### [Your task]
Your task is to transcribe the records exactly, skipping every image.

##### Provided data

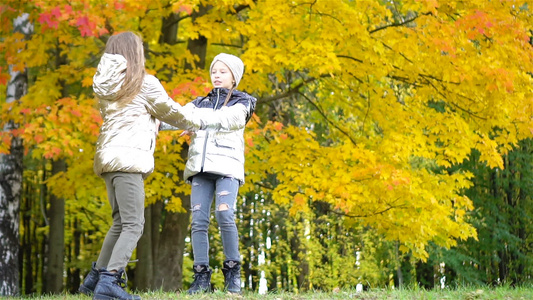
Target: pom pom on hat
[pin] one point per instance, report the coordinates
(234, 63)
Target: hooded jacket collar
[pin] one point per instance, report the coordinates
(109, 76)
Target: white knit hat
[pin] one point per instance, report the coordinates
(235, 65)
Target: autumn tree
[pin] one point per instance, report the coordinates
(363, 109)
(11, 175)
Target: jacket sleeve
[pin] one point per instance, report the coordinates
(189, 117)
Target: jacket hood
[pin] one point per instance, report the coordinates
(109, 76)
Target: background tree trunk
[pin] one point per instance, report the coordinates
(56, 239)
(11, 183)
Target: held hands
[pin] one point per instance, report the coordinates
(186, 132)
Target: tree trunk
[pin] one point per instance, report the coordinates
(144, 271)
(11, 183)
(170, 244)
(56, 240)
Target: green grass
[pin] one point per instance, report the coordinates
(501, 293)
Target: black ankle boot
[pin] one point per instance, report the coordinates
(112, 286)
(90, 281)
(232, 276)
(202, 280)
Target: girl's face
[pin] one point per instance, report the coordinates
(221, 75)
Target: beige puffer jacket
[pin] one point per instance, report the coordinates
(127, 136)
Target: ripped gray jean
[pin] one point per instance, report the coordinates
(203, 190)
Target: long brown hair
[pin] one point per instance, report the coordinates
(129, 45)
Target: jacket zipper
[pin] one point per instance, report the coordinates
(207, 134)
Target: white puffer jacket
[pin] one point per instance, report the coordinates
(127, 136)
(219, 152)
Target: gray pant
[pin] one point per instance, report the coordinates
(203, 189)
(125, 193)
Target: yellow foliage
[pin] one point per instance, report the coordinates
(361, 105)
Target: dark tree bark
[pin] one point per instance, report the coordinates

##########

### [Answer in full]
Target: pom pom on hat
[pin] one point per instance, report the coordinates
(234, 63)
Target: hooded jacket collar
[pin] one point per instance, report the coordinates
(109, 76)
Target: white knit hat
[pin] one point per instance, report the coordinates
(235, 65)
Target: autumn tree
[pin] one point per instance, report the coordinates
(363, 109)
(11, 175)
Target: jacket sleeve
[pin] one point per instance, report the coordinates
(189, 117)
Target: jacket hood
[pin] one point per instance, report the coordinates
(109, 76)
Target: background tree trunk
[pin] one point per instance, report the coordinates
(56, 239)
(11, 183)
Target: held hands
[pin] one point per instance, report the coordinates
(186, 132)
Target: tree trunk
[pin] one point per instance, report the coordinates
(144, 271)
(11, 183)
(170, 244)
(56, 240)
Target: green grass
[pin] one point per instance, report the coordinates
(501, 293)
Target: black ankle boot
[pin] one point per instance, report the coordinates
(112, 286)
(90, 281)
(232, 276)
(202, 280)
Target: girl's face
[pin] one point per instance, report the coordinates
(221, 75)
Target: beige puffer jacket
[pin] one point per instance, report the coordinates
(127, 136)
Target: ripped gray jean
[pin] one point per instance, report the coordinates
(203, 190)
Target: long brown hair
[pin] one point per instance, report the coordinates
(129, 45)
Target: jacket zipper
[pin] one point per instance, report the coordinates
(207, 134)
Target: white puffer jacket
[pin] one point per instance, report the coordinates
(127, 136)
(219, 152)
Target: gray pant
[pin] one point per instance, report the coordinates
(203, 189)
(125, 193)
Target: yellow foliage
[pin] one point per instance, report the coordinates
(361, 105)
Target: dark tree bark
[pin] one point per instance, report the coordinates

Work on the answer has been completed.